■ SELECTED TEXT ■
Click here to Skip to main content
11,412,834 members (71,234 online)
Rate this: bad
good
Please Sign up or sign in to vote.
See more: C#4.0 .NET4
I wish to Read a word file without using Interop.word dll...Do not want to install word in IIS..Actualy I made a keyword search by converting word file into txt file and reading from it..I tried using Open xml SDK but it doesn't read old doc files correctly..Also found spire.doc which is payment type..Provide a complete code with solution at the earliest...
Code as follows:
  private void SearchWord(string[] str1)
        {
            string filename1 = "";
            string randomName = "";
            string fname = "";
            Session["cids"] = "";
            object missingType = Type.Missing;
            object readOnly = true;
            object isVisible = false;
            object documentFormat = 8;
            string s12 = "select id,docfilename from Uploadeddocsmaster";
            dt = cn.viewdatatable(s12);
            int dtcount = dt.Rows.Count * 2;
            string[] ids = new string[dtcount];
 
            for (int k = 0; k < dt.Rows.Count; k++)

■ RECORDED INFORMATION ■
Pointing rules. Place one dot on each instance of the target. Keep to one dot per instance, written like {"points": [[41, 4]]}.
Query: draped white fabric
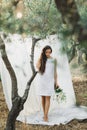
{"points": [[18, 52]]}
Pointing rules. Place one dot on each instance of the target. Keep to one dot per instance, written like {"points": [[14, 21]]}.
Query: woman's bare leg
{"points": [[43, 103], [47, 105]]}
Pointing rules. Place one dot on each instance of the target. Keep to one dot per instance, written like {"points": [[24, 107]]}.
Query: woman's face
{"points": [[48, 52]]}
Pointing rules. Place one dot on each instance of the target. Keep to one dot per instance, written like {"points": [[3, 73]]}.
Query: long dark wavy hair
{"points": [[43, 59]]}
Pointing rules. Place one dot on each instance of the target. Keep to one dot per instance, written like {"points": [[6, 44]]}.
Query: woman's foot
{"points": [[45, 118]]}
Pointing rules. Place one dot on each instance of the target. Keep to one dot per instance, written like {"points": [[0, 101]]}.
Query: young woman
{"points": [[46, 66]]}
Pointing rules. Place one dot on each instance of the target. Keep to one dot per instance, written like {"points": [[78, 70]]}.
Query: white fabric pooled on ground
{"points": [[18, 52]]}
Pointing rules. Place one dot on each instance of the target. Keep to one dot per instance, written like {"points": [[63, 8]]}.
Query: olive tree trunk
{"points": [[17, 101]]}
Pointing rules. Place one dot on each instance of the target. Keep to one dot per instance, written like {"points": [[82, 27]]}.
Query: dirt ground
{"points": [[80, 88]]}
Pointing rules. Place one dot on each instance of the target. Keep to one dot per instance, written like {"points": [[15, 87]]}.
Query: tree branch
{"points": [[70, 16], [9, 68]]}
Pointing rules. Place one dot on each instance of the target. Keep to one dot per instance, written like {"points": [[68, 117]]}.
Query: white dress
{"points": [[46, 81]]}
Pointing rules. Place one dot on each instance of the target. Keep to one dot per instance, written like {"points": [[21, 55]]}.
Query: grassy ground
{"points": [[80, 88]]}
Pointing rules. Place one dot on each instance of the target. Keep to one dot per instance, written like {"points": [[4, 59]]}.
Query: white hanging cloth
{"points": [[18, 52]]}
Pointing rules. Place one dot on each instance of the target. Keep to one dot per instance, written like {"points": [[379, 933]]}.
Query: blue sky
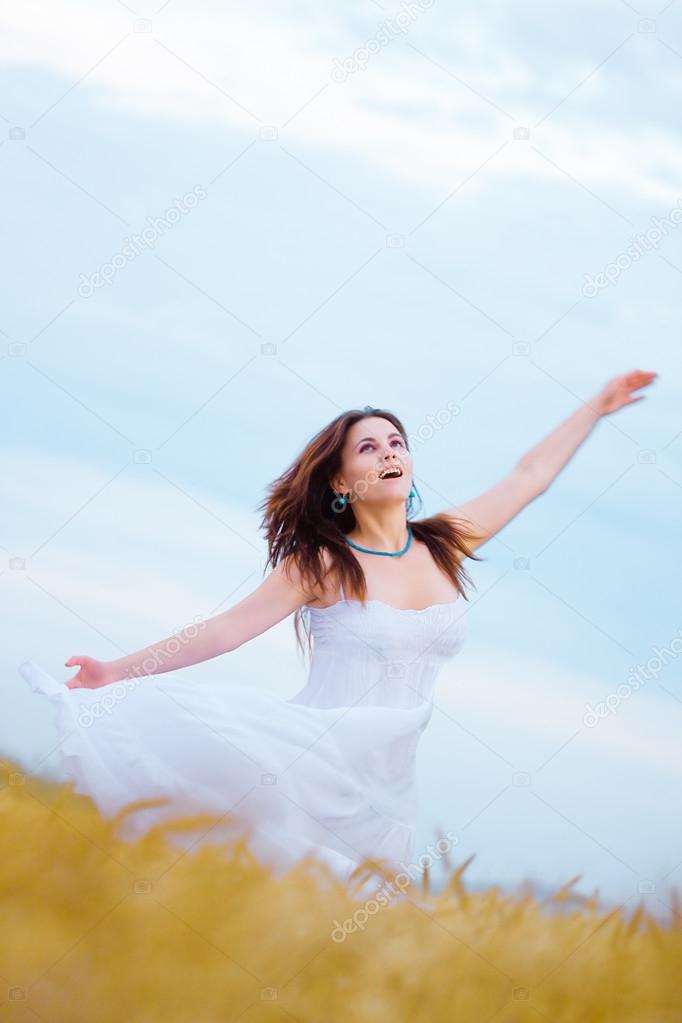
{"points": [[415, 234]]}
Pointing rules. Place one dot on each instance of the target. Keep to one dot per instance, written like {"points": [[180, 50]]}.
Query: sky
{"points": [[227, 226]]}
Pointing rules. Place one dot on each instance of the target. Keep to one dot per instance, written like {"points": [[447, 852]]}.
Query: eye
{"points": [[396, 440]]}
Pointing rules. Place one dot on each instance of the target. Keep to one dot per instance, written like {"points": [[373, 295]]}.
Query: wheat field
{"points": [[94, 928]]}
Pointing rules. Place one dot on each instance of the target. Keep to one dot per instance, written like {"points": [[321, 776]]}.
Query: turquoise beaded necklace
{"points": [[387, 553]]}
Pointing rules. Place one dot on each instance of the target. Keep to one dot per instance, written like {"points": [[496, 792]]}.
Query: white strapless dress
{"points": [[330, 772]]}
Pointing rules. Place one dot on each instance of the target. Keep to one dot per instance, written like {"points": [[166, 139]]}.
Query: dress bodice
{"points": [[377, 655]]}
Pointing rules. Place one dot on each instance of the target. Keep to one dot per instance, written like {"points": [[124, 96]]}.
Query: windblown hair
{"points": [[300, 520]]}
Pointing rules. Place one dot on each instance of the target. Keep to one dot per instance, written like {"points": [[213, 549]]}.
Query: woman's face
{"points": [[372, 445]]}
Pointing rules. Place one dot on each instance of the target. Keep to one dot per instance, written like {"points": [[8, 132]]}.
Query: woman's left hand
{"points": [[618, 392]]}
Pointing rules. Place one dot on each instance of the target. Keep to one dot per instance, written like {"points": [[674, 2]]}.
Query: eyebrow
{"points": [[394, 434]]}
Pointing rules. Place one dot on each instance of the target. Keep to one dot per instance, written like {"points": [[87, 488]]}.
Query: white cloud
{"points": [[402, 114]]}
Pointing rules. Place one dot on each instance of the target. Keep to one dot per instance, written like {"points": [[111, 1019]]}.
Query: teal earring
{"points": [[338, 503]]}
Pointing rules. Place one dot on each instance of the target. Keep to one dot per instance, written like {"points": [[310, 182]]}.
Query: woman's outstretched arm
{"points": [[277, 596], [488, 513]]}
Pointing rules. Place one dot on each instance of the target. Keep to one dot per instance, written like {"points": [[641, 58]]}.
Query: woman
{"points": [[331, 771]]}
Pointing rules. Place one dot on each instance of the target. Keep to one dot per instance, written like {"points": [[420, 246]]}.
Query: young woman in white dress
{"points": [[331, 771]]}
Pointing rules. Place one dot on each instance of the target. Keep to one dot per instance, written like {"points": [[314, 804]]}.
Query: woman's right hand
{"points": [[92, 674]]}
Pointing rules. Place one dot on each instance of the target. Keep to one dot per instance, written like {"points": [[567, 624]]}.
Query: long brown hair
{"points": [[300, 521]]}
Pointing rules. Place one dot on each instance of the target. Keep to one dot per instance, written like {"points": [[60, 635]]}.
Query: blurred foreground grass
{"points": [[96, 929]]}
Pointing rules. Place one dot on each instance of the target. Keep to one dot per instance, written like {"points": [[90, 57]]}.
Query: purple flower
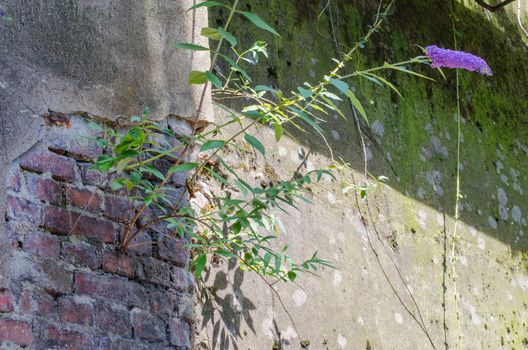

■ TASKS TO CARRY OUT ■
#1 In the forum post about reading Word files without Interop, why did the poster find the Open XML SDK unsuitable? Answer in one to three sentences.
#2 Write the next part of the code in the forum post about reading Word files, starting right after its last line.

■ TASK RESPONSES ■
#1 The poster found that the Open XML SDK doesn't read old .doc files correctly.

#2
            {
                string id = dt.Rows[k]["id"].ToString();
                filename1 = dt.Rows[k]["docfilename"].ToString();
                string fileName = Server.MapPath("~/UploadedFiles/") + filename1;
                string ext = Path.GetExtension(fileName);
                if (ext == ".doc" || ext == ".docx")
                {
                    RichEditDocumentServer server = new RichEditDocumentServer();
                    server.LoadDocument("document.doc", DocumentFormat.Doc);
                    server.ExportToPdf(memoryStream);
 
                    Application applicationclass = new Application();
                    string[] crefids = filename1.Split('.');
                    for (int mj = 0; mj < crefids.Length; mj++)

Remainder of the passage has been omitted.